Saved data entries:
__________

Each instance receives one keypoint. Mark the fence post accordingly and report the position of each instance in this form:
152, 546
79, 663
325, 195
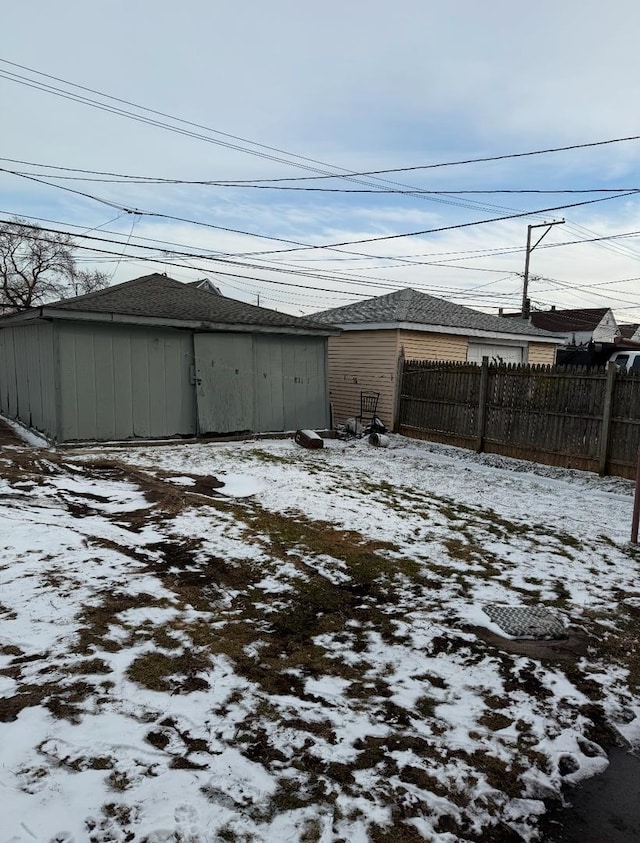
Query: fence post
482, 403
395, 421
606, 417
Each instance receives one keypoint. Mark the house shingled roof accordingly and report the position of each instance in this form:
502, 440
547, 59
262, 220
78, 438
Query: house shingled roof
410, 306
580, 319
161, 297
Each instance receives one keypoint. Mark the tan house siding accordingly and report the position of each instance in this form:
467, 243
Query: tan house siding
541, 354
421, 345
363, 360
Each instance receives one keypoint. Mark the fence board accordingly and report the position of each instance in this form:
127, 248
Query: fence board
553, 415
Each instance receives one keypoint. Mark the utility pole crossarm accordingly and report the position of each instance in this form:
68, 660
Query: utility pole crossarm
525, 310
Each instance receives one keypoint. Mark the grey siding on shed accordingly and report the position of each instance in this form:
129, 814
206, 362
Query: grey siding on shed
261, 382
27, 379
120, 382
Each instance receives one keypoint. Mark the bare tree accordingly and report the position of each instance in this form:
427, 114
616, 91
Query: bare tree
87, 281
38, 266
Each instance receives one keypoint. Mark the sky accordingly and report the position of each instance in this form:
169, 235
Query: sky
248, 92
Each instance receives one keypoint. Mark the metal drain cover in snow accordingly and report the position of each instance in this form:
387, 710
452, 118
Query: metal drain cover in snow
526, 621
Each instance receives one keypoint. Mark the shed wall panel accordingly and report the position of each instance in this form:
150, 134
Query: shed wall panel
261, 382
120, 382
269, 384
361, 361
225, 371
304, 383
27, 391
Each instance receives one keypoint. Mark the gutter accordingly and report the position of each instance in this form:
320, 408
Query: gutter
455, 330
49, 313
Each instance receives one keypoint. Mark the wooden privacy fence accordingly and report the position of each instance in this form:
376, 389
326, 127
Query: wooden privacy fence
573, 417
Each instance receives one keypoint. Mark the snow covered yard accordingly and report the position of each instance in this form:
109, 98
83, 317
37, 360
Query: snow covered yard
301, 654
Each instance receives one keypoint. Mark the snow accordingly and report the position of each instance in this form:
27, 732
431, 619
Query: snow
141, 692
28, 435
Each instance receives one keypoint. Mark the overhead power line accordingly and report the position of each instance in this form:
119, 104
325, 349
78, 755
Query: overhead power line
297, 245
325, 170
107, 177
303, 158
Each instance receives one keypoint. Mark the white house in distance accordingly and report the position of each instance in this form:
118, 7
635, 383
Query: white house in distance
578, 327
408, 325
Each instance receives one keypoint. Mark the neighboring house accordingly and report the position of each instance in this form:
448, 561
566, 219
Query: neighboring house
578, 327
153, 358
630, 332
206, 284
379, 332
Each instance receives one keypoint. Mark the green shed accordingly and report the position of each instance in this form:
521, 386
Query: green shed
155, 358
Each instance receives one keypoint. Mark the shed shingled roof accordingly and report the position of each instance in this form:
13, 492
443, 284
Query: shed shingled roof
410, 306
161, 297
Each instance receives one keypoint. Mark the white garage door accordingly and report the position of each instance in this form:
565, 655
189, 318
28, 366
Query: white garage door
495, 353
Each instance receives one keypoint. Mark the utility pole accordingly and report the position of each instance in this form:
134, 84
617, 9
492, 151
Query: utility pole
526, 304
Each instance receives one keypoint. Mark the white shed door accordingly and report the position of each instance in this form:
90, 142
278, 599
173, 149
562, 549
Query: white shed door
495, 353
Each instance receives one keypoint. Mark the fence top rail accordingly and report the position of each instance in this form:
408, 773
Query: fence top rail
520, 368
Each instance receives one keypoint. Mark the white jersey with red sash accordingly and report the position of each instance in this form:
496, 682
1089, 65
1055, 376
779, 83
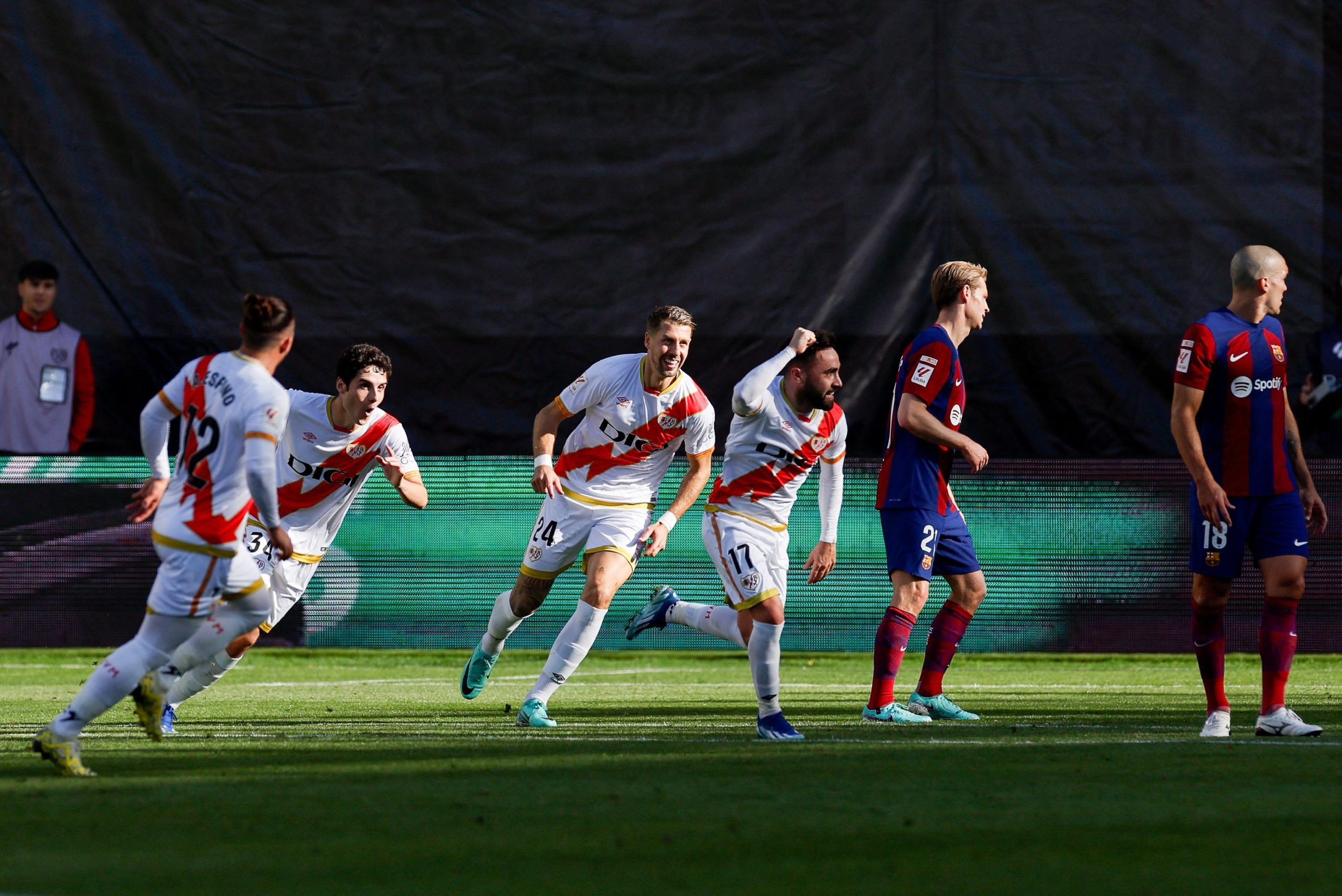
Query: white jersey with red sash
322, 467
771, 454
223, 400
622, 449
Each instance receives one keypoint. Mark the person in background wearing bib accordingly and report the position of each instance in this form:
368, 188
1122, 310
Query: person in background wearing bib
46, 375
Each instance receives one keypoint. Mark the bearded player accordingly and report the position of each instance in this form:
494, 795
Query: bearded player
925, 531
331, 447
1251, 487
600, 494
233, 412
782, 428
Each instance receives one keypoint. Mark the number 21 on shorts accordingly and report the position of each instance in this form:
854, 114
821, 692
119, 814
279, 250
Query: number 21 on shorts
1214, 537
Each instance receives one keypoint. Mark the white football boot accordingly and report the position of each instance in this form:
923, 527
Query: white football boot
1218, 725
1283, 724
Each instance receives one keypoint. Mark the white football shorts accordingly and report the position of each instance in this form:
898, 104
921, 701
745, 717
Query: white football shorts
567, 529
190, 583
751, 559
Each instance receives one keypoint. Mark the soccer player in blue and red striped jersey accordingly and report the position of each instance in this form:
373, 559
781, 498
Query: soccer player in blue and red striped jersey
1251, 486
925, 531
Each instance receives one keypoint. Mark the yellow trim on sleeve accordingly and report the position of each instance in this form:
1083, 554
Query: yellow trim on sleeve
718, 509
598, 502
163, 396
759, 598
209, 550
252, 589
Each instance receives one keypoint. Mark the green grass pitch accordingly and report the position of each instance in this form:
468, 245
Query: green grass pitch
363, 772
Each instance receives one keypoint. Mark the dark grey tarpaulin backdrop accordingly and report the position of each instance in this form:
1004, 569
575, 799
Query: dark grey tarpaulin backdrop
495, 193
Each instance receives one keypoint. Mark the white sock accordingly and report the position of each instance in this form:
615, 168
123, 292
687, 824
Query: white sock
717, 620
575, 640
502, 623
765, 657
229, 620
118, 675
200, 678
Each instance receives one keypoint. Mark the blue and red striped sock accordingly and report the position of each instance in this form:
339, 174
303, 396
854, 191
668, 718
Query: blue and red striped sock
1276, 648
947, 631
892, 641
1209, 650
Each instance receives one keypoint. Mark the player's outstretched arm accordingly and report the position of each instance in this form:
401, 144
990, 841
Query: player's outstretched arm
1211, 497
155, 420
1316, 513
914, 418
544, 431
748, 395
691, 486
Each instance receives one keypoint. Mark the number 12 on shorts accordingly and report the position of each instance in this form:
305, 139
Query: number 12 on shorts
1214, 537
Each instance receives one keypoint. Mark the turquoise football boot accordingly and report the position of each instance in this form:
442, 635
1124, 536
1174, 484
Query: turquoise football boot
477, 672
535, 715
938, 707
892, 713
654, 614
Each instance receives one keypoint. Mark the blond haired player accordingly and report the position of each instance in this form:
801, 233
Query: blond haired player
331, 447
233, 412
783, 428
599, 495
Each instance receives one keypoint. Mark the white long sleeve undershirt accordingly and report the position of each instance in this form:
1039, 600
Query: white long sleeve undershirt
155, 422
748, 396
831, 499
261, 480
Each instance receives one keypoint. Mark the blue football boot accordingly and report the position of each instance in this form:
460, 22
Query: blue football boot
938, 707
477, 672
775, 727
654, 615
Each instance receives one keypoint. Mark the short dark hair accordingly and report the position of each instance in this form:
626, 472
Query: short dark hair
38, 270
670, 314
265, 317
358, 357
825, 340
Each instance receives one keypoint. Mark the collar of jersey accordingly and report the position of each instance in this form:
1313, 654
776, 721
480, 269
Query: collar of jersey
642, 383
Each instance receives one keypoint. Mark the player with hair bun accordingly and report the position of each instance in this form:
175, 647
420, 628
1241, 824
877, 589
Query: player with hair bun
233, 413
331, 447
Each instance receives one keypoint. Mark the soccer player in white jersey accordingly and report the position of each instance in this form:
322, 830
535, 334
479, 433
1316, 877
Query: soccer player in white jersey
782, 428
329, 449
600, 494
233, 413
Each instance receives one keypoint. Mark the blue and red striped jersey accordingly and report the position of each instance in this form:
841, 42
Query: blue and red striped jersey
914, 473
1240, 368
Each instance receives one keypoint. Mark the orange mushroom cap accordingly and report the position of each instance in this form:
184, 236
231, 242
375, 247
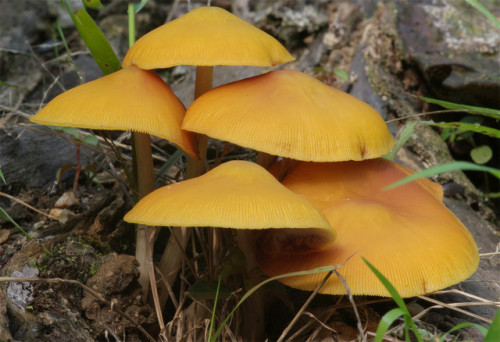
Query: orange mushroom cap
128, 99
290, 114
206, 36
406, 232
236, 194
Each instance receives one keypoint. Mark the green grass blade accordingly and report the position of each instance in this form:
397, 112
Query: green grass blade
92, 4
139, 6
213, 310
435, 170
256, 287
464, 127
492, 113
95, 40
390, 288
385, 323
6, 84
405, 134
409, 324
481, 329
480, 7
493, 334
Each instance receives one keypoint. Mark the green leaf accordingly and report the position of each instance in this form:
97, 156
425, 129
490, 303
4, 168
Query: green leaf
465, 127
6, 84
404, 135
481, 154
256, 287
435, 170
341, 74
399, 301
390, 288
212, 319
92, 4
68, 130
139, 6
1, 176
492, 113
481, 329
385, 323
477, 5
493, 334
95, 40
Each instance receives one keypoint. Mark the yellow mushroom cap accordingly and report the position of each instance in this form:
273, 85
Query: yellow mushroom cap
290, 114
406, 232
236, 194
206, 36
128, 99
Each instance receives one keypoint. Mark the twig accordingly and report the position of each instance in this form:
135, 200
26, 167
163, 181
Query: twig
303, 308
453, 307
25, 204
85, 288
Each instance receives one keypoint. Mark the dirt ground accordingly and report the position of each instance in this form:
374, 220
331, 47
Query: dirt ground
78, 251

__________

__JOB__:
Repeat exactly the lines above from the line that contains "Each instance receives one keypoint. Mark the green grass blade" through the end. Include both of these ends; leave out everything else.

__OUTPUT OF THE EXERCISE__:
Each instance receives one keypoint. Mark the green grass blade accordingly and report the position of each instance in this form:
397, 112
Query: green grass blade
92, 4
139, 6
213, 310
435, 170
256, 287
464, 127
492, 113
95, 40
390, 288
385, 323
6, 84
405, 134
409, 324
481, 329
480, 7
493, 334
Each instance receives one keypoint. Mark the green leaf accordingly and report the position of each instance in this form:
97, 156
425, 129
490, 303
4, 168
Query: green leaf
465, 127
6, 84
404, 135
481, 154
256, 287
435, 170
341, 74
399, 301
390, 288
212, 319
92, 4
68, 130
139, 6
1, 176
492, 113
481, 329
385, 323
477, 5
493, 334
95, 40
Each instance receives one keypoint. Mark the yellow mushroom cap accordingly and report the position of each instance in this form:
273, 85
Query: yellow mushroom cap
290, 114
406, 232
236, 194
206, 36
128, 99
Each instance receives one keypoint. Mark the twig accordingly and report the position of each instance in this form:
135, 200
26, 167
163, 181
Query: twig
303, 308
453, 307
25, 204
85, 288
Each instance receives one keypoint. Mark the dirt ground accordingly and report the position of each instance in this form:
374, 220
331, 47
Query: dirt ground
78, 251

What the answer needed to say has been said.